* Stated task
Can you copy out the listing below, switching every "brass" to "bronze" and changing nothing else? Leave the pictures out of your copy.
** start Provided entries **
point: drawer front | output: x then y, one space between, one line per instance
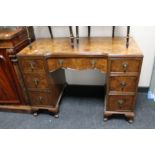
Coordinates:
120 103
123 83
36 80
32 66
78 63
125 65
40 98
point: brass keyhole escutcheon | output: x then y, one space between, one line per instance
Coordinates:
61 61
93 62
40 99
36 82
123 84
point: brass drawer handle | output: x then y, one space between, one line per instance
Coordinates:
36 82
40 99
93 62
60 61
2 57
122 84
32 65
125 66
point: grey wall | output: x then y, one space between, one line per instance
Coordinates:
144 36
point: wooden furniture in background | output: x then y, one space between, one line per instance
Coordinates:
41 69
12 40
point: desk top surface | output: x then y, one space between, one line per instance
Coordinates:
6 34
94 46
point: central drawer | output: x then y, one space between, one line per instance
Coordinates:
35 80
123 83
78 63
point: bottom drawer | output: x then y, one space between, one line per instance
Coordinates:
120 103
41 98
** end Provided entries **
* Correct response
point: drawer front | output: x then y, one space between, one line per instance
Coordinates:
120 103
123 83
36 80
32 66
78 63
125 65
40 98
point: bronze keyhole escutcheon | output: x then y, one space between, one line per instance
Coordinates:
61 61
93 62
40 99
36 82
123 84
point: bronze drawer handle | output: x then y, one space between, one line per instance
Coordinates:
36 82
40 99
93 62
60 61
2 57
122 84
32 65
125 66
point: grey wall | output: x then y, one space between, one line per instance
Coordinates:
144 36
point: wooden furniture in background | output: x then y, one space between, one line per instance
Coordinates:
41 69
12 40
point: desk top surface | output: x then y, one space between, one line per instance
Coordinates:
6 34
94 46
point: central drawer | output: x then y, one space between, one line per instance
Coordinates:
35 80
123 83
78 63
point: bottom drawer | output: x then y, one space between, one line per instance
Coordinates:
120 103
41 98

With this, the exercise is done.